■ **DATA FOR ANALYSIS**
·····

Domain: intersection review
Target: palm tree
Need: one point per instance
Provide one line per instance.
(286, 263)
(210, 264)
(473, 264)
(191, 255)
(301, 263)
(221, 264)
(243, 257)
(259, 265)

·····

■ **TASK GOAL**
An exact copy of the lines from the one with "Need: one point per instance" through the final line of the entries is the whole answer.

■ **EXERCISE OUTPUT**
Need: one point per instance
Provide one line per instance.
(286, 263)
(210, 264)
(473, 264)
(191, 255)
(301, 263)
(221, 264)
(243, 257)
(259, 265)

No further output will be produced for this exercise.